Look below for the line containing "Pin each instance of the landscape" and the line containing "Pin each instance of the shadow", then set down both and every line between them exactly, without pictures.

[Point-per-instance localization data]
-=-=-=-=-
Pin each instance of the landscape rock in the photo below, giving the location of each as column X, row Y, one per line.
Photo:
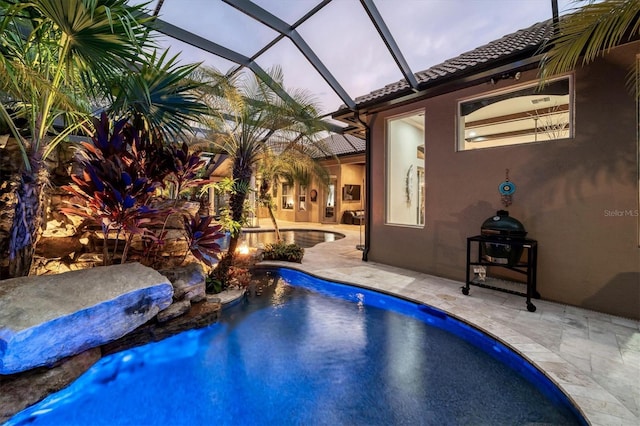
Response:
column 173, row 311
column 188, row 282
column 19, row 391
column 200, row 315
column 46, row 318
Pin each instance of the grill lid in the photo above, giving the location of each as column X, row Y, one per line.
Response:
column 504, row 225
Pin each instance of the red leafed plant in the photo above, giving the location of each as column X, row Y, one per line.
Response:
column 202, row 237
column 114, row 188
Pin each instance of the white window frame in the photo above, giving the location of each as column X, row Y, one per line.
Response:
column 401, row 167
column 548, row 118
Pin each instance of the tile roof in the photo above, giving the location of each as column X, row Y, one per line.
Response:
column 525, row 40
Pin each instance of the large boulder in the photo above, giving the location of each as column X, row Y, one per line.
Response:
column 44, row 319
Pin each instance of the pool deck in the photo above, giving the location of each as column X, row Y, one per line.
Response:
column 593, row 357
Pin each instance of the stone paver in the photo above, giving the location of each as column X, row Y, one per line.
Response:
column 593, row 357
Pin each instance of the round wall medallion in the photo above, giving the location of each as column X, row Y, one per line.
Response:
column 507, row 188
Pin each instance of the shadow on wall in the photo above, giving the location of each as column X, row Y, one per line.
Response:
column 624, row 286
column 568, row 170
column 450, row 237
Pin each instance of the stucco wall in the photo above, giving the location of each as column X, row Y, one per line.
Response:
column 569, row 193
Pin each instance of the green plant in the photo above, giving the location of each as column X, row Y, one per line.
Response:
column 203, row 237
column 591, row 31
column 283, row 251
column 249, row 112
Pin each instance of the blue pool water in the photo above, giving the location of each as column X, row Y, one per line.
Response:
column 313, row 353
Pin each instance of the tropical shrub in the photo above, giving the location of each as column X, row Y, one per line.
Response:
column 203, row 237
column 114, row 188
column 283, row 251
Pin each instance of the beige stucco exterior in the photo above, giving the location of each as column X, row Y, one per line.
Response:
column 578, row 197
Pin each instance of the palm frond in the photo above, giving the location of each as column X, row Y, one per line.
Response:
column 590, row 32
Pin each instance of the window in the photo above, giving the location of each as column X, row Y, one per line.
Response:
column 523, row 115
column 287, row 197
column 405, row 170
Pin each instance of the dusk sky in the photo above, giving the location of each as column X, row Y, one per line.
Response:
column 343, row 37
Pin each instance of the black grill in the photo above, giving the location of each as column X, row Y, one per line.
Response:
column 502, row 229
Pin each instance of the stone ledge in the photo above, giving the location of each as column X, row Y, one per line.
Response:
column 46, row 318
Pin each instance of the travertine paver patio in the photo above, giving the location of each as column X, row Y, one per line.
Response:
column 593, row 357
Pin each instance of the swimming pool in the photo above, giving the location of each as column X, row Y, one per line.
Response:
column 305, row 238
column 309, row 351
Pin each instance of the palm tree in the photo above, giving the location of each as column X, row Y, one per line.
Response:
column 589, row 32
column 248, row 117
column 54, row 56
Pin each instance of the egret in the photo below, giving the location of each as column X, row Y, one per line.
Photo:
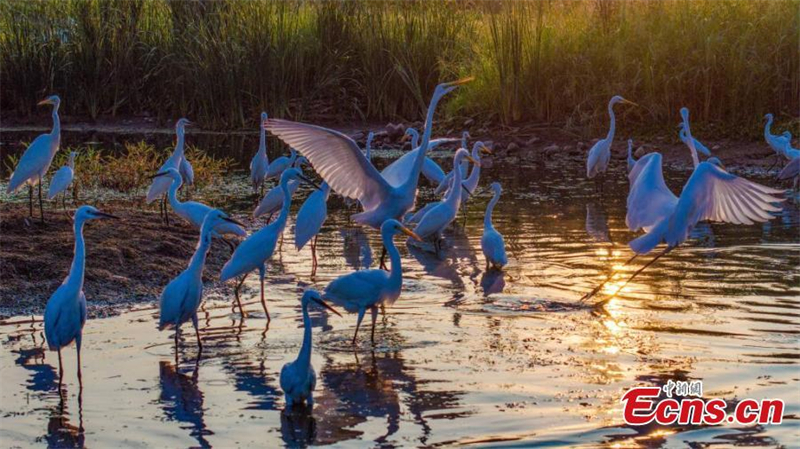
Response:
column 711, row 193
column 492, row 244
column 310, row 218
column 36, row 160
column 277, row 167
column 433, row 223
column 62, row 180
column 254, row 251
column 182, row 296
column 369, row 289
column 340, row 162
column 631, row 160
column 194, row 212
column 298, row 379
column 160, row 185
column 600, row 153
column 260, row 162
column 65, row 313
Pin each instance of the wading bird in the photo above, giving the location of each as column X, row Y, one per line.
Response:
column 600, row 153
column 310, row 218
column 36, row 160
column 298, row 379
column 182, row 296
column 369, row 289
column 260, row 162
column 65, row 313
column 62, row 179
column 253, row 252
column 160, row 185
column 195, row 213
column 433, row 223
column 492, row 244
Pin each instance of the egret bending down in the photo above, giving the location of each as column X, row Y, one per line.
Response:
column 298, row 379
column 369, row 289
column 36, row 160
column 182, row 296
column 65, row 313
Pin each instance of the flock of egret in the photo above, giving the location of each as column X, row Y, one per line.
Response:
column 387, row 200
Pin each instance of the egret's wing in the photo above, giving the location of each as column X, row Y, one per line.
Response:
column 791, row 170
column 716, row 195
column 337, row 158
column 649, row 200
-=-=-=-=-
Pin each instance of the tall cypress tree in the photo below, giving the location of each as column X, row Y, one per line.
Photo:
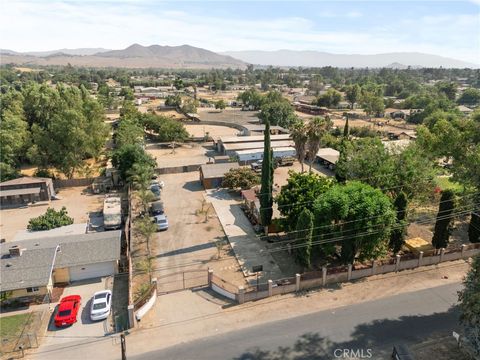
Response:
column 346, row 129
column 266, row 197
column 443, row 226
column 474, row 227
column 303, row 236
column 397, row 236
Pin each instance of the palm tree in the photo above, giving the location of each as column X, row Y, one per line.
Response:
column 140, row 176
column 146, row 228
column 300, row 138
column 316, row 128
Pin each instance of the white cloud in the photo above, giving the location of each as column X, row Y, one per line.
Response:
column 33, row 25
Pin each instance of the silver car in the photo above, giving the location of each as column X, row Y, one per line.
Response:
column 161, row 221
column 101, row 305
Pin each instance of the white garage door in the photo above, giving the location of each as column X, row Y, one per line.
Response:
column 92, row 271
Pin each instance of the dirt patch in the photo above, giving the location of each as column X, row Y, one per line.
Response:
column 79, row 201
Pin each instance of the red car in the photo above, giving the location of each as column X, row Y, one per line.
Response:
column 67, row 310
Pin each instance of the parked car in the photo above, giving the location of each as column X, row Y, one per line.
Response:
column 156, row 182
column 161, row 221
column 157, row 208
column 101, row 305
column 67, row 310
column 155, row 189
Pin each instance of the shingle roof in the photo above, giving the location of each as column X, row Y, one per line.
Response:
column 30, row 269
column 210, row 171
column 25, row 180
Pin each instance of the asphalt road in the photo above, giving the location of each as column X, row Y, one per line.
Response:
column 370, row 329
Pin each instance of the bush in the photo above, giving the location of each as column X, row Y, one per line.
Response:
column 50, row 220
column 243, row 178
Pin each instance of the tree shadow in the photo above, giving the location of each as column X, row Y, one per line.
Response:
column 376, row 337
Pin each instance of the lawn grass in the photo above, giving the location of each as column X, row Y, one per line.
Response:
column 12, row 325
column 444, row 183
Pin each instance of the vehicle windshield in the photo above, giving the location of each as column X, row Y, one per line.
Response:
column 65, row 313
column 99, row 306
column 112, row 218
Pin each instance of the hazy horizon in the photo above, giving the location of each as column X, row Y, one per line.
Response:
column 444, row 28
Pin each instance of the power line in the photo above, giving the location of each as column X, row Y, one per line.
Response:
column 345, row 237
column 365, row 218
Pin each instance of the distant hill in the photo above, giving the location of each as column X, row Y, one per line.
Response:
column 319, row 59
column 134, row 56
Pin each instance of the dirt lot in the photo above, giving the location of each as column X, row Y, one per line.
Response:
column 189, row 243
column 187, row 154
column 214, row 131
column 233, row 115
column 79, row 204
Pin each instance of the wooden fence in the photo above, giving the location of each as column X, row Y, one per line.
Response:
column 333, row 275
-=-=-=-=-
FINISHED TASK →
Pin each instance of the landscape rock in the photo below, giving the location of each as column X, row Y, one per line.
Photo:
Response:
column 173, row 311
column 188, row 282
column 19, row 391
column 200, row 315
column 46, row 318
Pin each instance of the grill lid in the photo above, giving the location of each as column X, row Y, one per line.
Response:
column 504, row 225
Pin each instance of the red leafed plant in the photo above, giving the location of each as column X, row Y, one per line.
Response:
column 202, row 237
column 114, row 188
Pin each instance of the white window frame in the photo above, giving the location of each as column X, row Y, one per line.
Response:
column 401, row 167
column 548, row 118
Pin each instance of the tile roof in the photo above, giving the location of each as column X, row Y, one per line.
Response:
column 525, row 40
Pin each instance of the large boulder in the photo above, giving the location of each as column X, row Y, one per line.
Response:
column 44, row 319
Pin each instance of the pool deck in the photo above, giving the location of each as column X, row Y, one per line.
Response:
column 593, row 357
Pin each instance of the stone paver in the photo above, giving the location of each as column X, row Y, one per line.
Response:
column 593, row 357
Pin each instance of the round wall medallion in the photo above, giving the location of each as column X, row Y, one per line.
Response:
column 507, row 188
Pin each instance of the shadow on wall in the photo above, giving the location of each as column X, row Y, one per line.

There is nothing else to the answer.